> Work instructions
The answer should consist of each line from the data below that includes "stone".

[Dataset excerpts]
::::::::

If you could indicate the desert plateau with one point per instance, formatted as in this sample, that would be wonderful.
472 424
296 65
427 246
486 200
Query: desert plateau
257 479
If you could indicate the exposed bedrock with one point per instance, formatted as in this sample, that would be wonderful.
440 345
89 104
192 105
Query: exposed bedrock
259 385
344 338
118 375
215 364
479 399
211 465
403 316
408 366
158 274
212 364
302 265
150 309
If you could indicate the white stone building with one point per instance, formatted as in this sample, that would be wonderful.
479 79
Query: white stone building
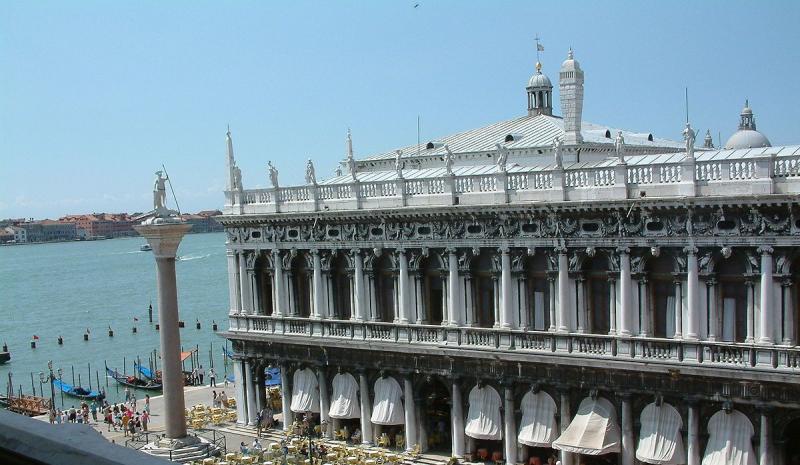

::::::::

> Response to this task
If you could indicate the white stone building with one point per instance, formatted as in this sample, that would be wonderful.
Query: white stone building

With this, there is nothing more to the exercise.